■ **短い課題 A**
記録データの行のうち、「Return the mask of every instance of the palm」を含む行から「510 84 L 517」を含む行までを、両端の行も含めてそのまま出力すること。

■ **表示本文**

発明 Vol.103 2006-10
知的所有権判例ニュース
数値限定発明における実施可能要件の
適合性について判断した事件
平成18年7月20日 大阪地方裁判所判決
平成17年(ワ)第2649号「特許権侵害差止等請求事件」

生田哲郎 美和繁男
1.事件の概要
 本件は、「水性接着剤」の発明(以下「本件発明」という)にかかる特許権(以下「本件特許権」という)を有する原告が、被告製品(水性接着剤)の製造販売は本件特許権を侵害すると主張して、被告に対し、被告製品の製造販売の差止め等を求めた事案です。
 本件訴訟においては、被告が実施可能要件違反を理由に特許の無効を主張したため、実施可能要件の適合性が争点となりました。本件発明は、数値限定発明であり、数値限定発明における構成に関する値をいかに調整するかにつき記載がない場合の実施可能要件の適合性について判断がなされたところから、出願実務者にとり参考になる判例といえます。

2.本件発明の内容
特許請求の範囲の記載
 本件発明は「水性接着剤」に関するものであり(特許第3522729号)、請求項1の特許請求の範囲の記載は次のとおりです。
『A シード重合により得られる
 B 酢酸ビニル樹脂系エマルジョンからなり且つ
 C 可塑剤を実質的に含まない
 D 水性接着剤であって、
 E 測定面が金属製の円錐−円盤型のレオメーターを用い、温度23℃、周波数0.1Hzの条件でずり応力を走査して貯蔵弾性率G'を測定したとき、その値がほぼ一定となる線形領域における該貯蔵弾性率G'の値が120〜1500Paであり、
 F 且つ測定面が金属製の円錐−円盤型のレオメーターを用い、温度7℃の条件でずり速度を0から200(1/s)まで60秒間かけて一定の割合で上昇させてずり応力τを測定したとき、ずり速度200(1/s)におけるずり応力τの値が100〜2000Paである水性接着剤。』

■ **短い課題 B**
判例ニュースに引用された請求項1の記載から、A〜Dの記号が付いた部分をすべて、記号とともに挙げること。

■ **アノテーション用データセットの項目**
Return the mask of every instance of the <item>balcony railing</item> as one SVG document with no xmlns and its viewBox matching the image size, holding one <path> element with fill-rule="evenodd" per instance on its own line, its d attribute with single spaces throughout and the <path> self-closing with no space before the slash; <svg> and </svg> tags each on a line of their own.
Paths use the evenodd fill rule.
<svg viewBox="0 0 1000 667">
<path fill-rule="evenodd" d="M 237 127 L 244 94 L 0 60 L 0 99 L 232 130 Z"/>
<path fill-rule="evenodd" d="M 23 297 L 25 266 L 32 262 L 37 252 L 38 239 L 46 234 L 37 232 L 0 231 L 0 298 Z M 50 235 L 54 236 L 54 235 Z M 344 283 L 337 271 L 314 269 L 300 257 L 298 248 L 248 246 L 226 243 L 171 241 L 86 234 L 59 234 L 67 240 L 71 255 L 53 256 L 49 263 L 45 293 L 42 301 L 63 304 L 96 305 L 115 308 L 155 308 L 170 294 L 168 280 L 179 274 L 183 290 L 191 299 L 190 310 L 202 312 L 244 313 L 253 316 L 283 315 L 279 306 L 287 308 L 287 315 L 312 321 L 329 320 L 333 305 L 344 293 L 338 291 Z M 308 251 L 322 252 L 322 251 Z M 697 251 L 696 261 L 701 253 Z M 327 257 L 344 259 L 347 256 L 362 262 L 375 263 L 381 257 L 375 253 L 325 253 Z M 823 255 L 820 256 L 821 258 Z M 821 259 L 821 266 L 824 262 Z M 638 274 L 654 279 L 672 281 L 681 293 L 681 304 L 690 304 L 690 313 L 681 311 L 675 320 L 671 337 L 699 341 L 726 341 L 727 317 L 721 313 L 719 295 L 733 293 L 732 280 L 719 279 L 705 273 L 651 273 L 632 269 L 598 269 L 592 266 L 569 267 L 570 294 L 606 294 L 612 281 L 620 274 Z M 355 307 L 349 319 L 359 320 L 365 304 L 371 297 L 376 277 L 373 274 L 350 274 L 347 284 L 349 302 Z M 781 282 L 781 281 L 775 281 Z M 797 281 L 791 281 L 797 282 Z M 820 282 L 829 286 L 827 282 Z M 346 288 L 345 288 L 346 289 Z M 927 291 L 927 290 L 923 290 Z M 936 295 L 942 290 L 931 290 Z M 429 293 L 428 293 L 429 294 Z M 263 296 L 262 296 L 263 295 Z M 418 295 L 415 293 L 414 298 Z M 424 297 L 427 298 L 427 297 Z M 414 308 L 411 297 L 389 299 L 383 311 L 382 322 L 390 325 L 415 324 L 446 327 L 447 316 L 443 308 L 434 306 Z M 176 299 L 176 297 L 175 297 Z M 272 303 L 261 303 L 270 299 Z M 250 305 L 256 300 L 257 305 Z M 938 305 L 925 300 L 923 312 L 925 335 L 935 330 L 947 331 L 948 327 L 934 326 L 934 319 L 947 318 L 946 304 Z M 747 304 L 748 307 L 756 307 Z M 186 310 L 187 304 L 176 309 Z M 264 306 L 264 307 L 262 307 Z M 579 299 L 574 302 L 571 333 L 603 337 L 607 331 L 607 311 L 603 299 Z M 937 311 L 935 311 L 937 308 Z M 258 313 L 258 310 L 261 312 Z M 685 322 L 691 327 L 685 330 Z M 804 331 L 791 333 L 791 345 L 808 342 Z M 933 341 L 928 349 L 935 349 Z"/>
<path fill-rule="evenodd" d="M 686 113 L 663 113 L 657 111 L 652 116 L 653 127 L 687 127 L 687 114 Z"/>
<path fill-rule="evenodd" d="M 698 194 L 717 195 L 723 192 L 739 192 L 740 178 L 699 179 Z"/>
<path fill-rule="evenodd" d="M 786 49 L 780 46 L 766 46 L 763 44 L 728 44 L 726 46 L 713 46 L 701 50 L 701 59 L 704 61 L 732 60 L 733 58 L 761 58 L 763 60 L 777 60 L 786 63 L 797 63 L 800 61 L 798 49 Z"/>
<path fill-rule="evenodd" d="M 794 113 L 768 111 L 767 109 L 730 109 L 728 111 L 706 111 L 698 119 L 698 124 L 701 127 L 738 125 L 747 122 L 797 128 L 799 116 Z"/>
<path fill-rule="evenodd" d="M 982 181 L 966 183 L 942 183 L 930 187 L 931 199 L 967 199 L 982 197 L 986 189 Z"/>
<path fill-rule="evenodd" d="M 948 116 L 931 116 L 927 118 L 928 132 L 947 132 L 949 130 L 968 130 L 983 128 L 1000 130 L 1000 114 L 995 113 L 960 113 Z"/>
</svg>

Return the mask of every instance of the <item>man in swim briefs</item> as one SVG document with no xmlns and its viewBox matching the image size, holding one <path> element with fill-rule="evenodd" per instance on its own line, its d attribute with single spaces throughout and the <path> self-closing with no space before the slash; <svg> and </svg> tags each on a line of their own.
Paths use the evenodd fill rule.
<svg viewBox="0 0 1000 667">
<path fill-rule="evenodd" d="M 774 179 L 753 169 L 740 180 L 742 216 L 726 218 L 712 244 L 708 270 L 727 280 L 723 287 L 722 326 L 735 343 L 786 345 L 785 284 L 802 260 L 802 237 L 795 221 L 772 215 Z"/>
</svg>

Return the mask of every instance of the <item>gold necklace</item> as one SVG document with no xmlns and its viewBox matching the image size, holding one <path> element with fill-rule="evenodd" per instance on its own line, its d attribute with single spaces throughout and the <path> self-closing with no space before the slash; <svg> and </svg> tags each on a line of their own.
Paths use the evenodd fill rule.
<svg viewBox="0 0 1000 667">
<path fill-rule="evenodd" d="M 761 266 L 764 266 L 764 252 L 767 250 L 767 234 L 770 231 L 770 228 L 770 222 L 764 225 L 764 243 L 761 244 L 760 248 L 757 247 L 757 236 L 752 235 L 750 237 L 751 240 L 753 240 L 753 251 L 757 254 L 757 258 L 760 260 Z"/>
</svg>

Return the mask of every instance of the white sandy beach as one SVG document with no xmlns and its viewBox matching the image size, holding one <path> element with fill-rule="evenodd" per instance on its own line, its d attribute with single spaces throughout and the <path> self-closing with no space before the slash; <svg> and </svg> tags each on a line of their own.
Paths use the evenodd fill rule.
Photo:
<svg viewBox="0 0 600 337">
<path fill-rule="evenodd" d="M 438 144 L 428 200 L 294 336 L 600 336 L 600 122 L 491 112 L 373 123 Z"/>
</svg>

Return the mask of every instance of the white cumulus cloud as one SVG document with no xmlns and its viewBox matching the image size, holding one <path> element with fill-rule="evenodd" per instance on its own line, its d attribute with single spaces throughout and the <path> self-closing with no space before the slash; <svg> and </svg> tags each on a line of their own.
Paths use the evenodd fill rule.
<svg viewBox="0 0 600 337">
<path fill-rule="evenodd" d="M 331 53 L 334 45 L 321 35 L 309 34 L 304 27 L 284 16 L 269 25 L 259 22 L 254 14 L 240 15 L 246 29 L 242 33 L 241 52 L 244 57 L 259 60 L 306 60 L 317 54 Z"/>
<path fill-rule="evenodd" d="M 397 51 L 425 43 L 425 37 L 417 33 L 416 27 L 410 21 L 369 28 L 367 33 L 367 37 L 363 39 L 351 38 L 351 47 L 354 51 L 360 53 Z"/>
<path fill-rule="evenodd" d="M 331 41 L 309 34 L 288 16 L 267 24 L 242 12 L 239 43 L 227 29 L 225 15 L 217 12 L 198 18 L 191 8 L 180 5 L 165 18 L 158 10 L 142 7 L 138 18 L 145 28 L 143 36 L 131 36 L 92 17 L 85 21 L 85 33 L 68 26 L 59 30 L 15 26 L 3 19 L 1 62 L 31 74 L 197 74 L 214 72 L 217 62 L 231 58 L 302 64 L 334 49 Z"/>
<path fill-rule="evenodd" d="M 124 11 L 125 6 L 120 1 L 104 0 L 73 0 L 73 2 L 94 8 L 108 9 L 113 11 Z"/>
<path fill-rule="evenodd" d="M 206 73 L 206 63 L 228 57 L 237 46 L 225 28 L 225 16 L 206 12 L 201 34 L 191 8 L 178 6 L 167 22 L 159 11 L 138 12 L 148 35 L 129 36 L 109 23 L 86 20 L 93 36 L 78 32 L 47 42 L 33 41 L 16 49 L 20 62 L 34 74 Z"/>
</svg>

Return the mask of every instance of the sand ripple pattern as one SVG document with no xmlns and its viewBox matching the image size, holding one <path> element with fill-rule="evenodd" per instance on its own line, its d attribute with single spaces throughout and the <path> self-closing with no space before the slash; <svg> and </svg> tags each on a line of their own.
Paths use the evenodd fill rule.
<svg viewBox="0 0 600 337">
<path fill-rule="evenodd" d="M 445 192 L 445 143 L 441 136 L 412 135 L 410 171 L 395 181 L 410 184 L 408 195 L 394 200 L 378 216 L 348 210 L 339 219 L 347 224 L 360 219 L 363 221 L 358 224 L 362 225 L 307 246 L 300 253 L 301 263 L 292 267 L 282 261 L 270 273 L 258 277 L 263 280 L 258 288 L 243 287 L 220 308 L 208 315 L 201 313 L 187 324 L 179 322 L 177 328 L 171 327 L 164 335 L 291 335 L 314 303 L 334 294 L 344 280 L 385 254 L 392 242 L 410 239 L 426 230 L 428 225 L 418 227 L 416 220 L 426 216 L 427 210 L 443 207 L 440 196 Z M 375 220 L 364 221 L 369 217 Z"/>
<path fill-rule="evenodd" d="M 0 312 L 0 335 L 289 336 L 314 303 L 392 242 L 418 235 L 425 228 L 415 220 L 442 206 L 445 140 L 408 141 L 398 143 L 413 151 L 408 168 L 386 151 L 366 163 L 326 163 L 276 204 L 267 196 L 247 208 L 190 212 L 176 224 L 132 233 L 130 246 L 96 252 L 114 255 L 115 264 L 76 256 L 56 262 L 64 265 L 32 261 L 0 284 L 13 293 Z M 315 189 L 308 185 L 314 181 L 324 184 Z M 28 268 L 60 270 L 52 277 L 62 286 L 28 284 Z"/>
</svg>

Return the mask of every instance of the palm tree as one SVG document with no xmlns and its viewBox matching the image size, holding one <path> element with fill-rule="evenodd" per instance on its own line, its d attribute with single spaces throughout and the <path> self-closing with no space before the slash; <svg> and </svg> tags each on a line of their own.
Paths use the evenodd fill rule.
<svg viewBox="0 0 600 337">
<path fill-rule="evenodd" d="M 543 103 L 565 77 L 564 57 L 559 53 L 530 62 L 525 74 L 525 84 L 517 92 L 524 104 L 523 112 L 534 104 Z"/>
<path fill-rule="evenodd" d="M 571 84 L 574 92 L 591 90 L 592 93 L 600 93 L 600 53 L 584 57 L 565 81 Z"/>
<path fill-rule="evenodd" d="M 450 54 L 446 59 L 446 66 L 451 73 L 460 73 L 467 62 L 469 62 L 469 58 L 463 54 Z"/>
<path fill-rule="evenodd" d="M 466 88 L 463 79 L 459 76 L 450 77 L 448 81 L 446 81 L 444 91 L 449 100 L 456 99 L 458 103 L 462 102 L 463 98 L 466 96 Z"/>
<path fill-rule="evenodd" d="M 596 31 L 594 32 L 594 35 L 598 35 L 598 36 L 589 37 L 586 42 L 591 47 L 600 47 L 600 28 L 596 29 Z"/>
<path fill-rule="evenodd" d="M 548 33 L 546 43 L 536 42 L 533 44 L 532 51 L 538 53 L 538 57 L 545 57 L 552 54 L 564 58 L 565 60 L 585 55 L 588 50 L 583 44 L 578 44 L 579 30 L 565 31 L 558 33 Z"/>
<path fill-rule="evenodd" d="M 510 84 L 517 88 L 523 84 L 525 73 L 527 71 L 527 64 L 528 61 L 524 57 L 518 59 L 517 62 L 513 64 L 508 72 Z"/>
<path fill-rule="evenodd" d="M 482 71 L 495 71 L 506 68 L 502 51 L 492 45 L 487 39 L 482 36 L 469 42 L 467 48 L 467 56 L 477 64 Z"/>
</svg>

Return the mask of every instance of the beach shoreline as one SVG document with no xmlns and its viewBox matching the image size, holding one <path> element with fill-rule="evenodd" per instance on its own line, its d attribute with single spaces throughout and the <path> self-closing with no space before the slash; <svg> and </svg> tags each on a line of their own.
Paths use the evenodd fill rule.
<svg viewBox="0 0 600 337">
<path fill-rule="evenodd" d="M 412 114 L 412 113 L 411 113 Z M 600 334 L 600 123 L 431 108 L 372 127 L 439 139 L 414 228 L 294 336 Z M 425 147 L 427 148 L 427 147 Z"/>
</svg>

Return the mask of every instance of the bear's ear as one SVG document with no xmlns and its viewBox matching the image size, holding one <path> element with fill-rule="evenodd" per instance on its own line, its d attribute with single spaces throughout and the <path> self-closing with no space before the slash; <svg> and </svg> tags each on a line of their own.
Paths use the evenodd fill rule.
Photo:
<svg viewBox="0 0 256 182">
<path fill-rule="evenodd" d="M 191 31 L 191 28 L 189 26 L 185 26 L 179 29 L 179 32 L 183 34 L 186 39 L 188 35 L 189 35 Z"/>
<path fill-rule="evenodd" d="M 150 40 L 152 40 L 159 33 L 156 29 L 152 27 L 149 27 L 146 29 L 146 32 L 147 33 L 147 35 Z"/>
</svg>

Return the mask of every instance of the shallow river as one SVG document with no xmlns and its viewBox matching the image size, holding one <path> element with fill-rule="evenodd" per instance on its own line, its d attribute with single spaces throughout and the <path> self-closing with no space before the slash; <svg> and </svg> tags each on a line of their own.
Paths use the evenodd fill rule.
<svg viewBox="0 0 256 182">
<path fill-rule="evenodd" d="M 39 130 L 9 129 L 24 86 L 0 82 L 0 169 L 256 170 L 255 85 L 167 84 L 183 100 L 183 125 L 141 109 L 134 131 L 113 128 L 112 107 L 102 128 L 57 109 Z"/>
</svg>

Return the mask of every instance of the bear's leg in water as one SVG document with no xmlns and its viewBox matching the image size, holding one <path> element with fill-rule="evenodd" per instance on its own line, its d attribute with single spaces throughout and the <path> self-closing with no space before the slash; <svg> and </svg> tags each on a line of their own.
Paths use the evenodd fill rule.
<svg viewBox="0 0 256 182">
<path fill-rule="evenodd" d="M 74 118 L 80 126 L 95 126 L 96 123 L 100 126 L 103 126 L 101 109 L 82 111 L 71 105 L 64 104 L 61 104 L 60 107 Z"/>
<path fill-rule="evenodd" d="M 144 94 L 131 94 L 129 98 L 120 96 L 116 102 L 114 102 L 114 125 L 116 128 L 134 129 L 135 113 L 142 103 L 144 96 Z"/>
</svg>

■ **最終解答 A**
Return the mask of every instance of the palm tree as one SVG document with no xmlns and its viewBox matching the image size, holding one <path> element with fill-rule="evenodd" per instance on its own line, its d attribute with single spaces throughout and the <path> self-closing with no space before the slash; <svg> and </svg> tags each on a line of their own.
Paths use the evenodd fill rule.
<svg viewBox="0 0 600 337">
<path fill-rule="evenodd" d="M 543 103 L 565 77 L 564 57 L 559 53 L 530 62 L 525 74 L 525 84 L 517 92 L 524 104 L 523 112 L 534 104 Z"/>
<path fill-rule="evenodd" d="M 571 84 L 574 92 L 591 90 L 592 93 L 600 93 L 600 53 L 584 57 L 565 81 Z"/>
<path fill-rule="evenodd" d="M 450 54 L 446 59 L 446 66 L 451 73 L 460 73 L 467 62 L 469 62 L 469 58 L 463 54 Z"/>
<path fill-rule="evenodd" d="M 466 88 L 463 79 L 459 76 L 450 77 L 448 81 L 446 81 L 444 91 L 449 100 L 456 99 L 458 103 L 462 102 L 463 98 L 466 96 Z"/>
<path fill-rule="evenodd" d="M 596 31 L 594 32 L 594 35 L 598 35 L 598 36 L 589 37 L 586 42 L 591 47 L 600 47 L 600 28 L 596 29 Z"/>
<path fill-rule="evenodd" d="M 548 33 L 546 43 L 536 42 L 533 44 L 532 51 L 538 53 L 538 57 L 545 57 L 552 54 L 564 58 L 565 60 L 585 55 L 588 50 L 583 44 L 578 44 L 579 30 L 565 31 L 558 33 Z"/>
<path fill-rule="evenodd" d="M 510 84 L 517 88 L 523 84 L 525 73 L 527 71 L 527 64 L 528 61 L 524 57 L 518 59 L 517 62 L 513 64 L 508 72 Z"/>

■ **最終解答 B**
A シード重合により得られる
B 酢酸ビニル樹脂系エマルジョンからなり且つ
C 可塑剤を実質的に含まない
D 水性接着剤であって、